→ **Task to complete**
Once every line in the data below has been checked for "ground", give the number of lines that hold it, and only that.

----------------

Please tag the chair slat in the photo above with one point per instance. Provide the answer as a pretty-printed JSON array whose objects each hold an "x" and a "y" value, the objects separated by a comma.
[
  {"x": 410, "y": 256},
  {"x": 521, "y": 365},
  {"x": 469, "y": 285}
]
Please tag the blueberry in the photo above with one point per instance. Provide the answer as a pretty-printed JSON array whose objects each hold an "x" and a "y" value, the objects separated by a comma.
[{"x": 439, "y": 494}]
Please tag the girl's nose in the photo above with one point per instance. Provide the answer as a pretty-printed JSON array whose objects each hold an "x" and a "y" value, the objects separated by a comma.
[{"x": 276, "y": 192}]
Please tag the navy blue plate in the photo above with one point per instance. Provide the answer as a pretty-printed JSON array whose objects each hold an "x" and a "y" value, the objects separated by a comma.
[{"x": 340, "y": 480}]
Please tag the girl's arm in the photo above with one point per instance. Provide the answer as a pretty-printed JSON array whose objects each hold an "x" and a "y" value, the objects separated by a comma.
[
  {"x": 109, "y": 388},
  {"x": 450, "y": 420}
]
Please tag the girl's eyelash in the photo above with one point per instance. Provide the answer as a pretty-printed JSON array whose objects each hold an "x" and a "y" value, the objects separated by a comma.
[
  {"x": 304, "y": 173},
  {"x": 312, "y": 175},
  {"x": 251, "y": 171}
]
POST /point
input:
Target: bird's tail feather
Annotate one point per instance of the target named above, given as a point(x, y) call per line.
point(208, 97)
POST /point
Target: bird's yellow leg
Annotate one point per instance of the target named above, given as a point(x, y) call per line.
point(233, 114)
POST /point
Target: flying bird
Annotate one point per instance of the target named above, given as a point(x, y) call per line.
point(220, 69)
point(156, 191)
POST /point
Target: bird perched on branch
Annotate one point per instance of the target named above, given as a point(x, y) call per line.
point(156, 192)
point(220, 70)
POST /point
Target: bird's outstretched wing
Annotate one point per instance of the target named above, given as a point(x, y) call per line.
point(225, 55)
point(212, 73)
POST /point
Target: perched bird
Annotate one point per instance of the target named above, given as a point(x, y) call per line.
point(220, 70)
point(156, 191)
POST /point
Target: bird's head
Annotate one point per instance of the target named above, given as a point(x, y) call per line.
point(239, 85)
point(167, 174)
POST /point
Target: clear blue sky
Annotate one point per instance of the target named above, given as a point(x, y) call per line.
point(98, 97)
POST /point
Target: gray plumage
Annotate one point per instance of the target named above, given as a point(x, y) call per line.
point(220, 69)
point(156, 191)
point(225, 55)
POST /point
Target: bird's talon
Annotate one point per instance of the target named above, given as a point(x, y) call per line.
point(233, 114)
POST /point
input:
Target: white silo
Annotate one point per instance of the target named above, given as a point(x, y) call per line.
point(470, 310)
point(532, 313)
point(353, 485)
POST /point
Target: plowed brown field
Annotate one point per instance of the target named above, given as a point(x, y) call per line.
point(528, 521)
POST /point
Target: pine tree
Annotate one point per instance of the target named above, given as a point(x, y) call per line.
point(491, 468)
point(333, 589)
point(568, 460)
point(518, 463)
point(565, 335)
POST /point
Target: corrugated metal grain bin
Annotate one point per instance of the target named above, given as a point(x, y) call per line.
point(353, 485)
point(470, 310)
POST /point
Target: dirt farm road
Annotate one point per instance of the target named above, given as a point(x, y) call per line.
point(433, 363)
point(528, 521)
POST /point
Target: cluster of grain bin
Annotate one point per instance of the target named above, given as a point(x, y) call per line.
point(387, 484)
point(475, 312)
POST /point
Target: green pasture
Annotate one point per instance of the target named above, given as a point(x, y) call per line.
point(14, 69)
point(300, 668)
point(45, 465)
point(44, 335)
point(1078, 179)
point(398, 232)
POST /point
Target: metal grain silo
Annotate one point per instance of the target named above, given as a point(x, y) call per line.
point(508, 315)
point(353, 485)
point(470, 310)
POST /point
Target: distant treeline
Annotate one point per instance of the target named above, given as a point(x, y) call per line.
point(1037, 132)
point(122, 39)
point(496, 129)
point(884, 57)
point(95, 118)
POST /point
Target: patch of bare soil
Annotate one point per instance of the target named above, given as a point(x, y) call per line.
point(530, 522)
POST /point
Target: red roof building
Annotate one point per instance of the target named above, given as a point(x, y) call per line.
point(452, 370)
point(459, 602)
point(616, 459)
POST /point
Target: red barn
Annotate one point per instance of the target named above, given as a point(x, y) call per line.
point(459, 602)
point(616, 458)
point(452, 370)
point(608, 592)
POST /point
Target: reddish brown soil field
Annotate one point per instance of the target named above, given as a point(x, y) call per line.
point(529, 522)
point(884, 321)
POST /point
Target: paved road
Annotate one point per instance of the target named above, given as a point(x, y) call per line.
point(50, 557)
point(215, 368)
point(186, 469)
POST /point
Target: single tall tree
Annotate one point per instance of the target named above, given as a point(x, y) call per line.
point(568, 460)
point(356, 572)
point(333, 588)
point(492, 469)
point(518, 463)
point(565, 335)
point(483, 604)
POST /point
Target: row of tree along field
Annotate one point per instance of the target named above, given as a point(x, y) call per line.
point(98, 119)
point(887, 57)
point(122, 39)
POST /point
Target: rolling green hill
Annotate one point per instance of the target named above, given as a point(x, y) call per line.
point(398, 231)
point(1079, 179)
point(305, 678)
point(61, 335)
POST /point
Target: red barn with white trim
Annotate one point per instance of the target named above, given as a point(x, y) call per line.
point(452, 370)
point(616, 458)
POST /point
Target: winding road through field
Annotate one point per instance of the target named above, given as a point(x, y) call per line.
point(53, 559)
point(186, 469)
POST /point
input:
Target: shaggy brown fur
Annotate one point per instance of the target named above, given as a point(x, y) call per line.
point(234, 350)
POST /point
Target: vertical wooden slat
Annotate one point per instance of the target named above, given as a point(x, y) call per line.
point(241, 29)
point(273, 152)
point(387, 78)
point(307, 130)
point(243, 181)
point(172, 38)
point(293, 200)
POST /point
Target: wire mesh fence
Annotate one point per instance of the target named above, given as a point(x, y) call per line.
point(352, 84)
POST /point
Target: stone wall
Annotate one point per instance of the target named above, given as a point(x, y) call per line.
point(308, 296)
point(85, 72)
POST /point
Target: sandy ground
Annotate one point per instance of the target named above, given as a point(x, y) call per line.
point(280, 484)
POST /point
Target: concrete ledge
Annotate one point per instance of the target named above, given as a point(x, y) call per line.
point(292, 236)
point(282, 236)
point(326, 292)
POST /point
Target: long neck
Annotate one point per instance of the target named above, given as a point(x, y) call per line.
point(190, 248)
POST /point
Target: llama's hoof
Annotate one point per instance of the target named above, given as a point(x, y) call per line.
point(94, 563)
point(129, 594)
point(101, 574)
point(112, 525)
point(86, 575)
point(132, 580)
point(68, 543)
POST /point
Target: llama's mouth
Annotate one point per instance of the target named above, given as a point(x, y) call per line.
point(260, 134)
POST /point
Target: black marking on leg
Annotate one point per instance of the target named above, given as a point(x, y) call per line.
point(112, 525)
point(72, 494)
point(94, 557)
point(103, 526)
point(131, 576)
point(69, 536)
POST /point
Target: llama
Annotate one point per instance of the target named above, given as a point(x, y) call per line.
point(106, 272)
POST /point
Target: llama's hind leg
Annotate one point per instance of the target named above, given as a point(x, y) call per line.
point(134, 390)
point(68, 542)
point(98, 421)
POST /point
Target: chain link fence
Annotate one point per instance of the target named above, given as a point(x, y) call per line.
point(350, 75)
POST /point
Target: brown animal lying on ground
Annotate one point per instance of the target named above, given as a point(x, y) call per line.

----------------

→ **Answer for the task**
2